Russian physicist and mathematician

Victor Vasil'evich Borisov (Виктор Васильевич Борисов) (31 October 1937 – 5 December 2013) was a Russian
physicist and mathematician who contributed to the theory of wave motion,
in particular to time domain electromagnetics and localized waves.

Under his guidance, Vladimir Smirnov's approach to solving the initial-boundary value problem to the hyperbolic partial differential equations (in particular, the wave equation) was developed into the spacetime triangle diagram (STTD) technique.

Victor Borisov's findings and ideas are summarized in two monographs edited by Leningrad State University.

== Particular discoveries ==
- 1970s Description of the essentially non-sinusoidal fields emanated by perfectly conducting sources at motion.

- 1980 Transformation of electromagnetic signals at abrupt variation of medium properties, including guiding systems.

# # # #

**Exercise**
Carry on the biographical entry on Victor Vasil'evich Borisov from its final line, adding further items to its list of particular discoveries.

**Dataset excerpts**

# # # #

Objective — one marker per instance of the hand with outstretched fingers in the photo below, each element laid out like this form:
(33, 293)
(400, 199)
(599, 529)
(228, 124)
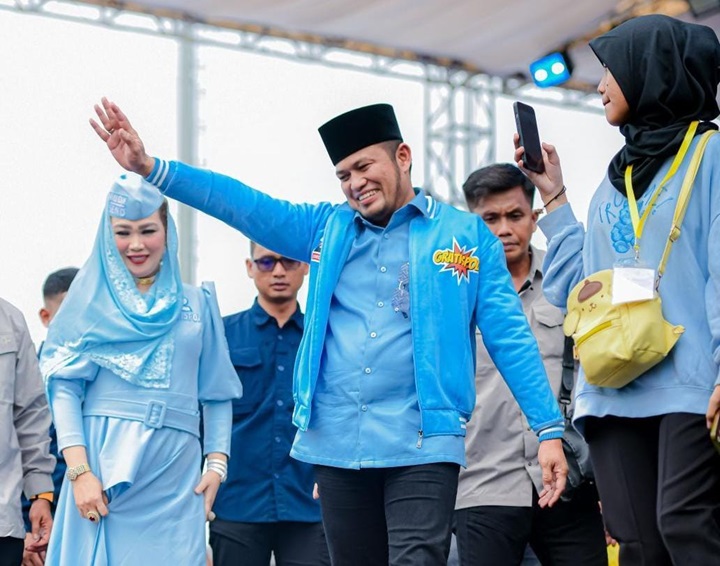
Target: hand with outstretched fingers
(121, 138)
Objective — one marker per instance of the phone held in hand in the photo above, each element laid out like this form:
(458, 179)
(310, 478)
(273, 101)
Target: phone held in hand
(529, 137)
(714, 432)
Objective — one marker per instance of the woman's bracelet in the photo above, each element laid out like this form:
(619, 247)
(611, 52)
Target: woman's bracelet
(560, 193)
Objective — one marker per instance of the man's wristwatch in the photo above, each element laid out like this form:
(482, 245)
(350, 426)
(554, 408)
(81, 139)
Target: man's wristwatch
(48, 496)
(73, 473)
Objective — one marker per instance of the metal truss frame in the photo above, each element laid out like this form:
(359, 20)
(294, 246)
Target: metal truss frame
(459, 103)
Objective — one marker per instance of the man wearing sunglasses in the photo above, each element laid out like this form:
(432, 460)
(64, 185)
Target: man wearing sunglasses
(384, 382)
(265, 506)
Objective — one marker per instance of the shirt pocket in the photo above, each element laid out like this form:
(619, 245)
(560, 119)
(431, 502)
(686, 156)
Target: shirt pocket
(248, 365)
(546, 324)
(8, 360)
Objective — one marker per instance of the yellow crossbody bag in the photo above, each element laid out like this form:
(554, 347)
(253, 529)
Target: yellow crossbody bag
(617, 343)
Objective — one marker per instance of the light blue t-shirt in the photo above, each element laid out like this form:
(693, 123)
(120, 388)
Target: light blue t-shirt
(690, 288)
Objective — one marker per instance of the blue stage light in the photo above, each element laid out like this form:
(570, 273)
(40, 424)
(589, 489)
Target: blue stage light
(551, 70)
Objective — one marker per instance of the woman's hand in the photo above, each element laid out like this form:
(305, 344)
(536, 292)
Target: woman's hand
(549, 183)
(89, 496)
(121, 138)
(208, 486)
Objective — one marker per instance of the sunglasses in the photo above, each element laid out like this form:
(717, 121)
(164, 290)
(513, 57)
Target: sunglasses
(267, 263)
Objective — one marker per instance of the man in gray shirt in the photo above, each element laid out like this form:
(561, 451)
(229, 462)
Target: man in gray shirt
(25, 461)
(497, 513)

# # # #

**Result of the task**
- 1993 Characterization of electromagnetic fields accompanying propagation of spike pulses of hard radiation in media.

- 1994 General modal solutions for subluminal and luminal sources distributed on a circle.

- 1994 Physically tenable models of generating finite-support, truncated focus wave modes in free space, noncollisional plasma, and conducting medium.

- 2000 Constructing a new class of relatively undistorted progressing waves.

- 2005 Description of several specific phenomena occurring in waves produced by a travelling source pulse with high-frequency filling.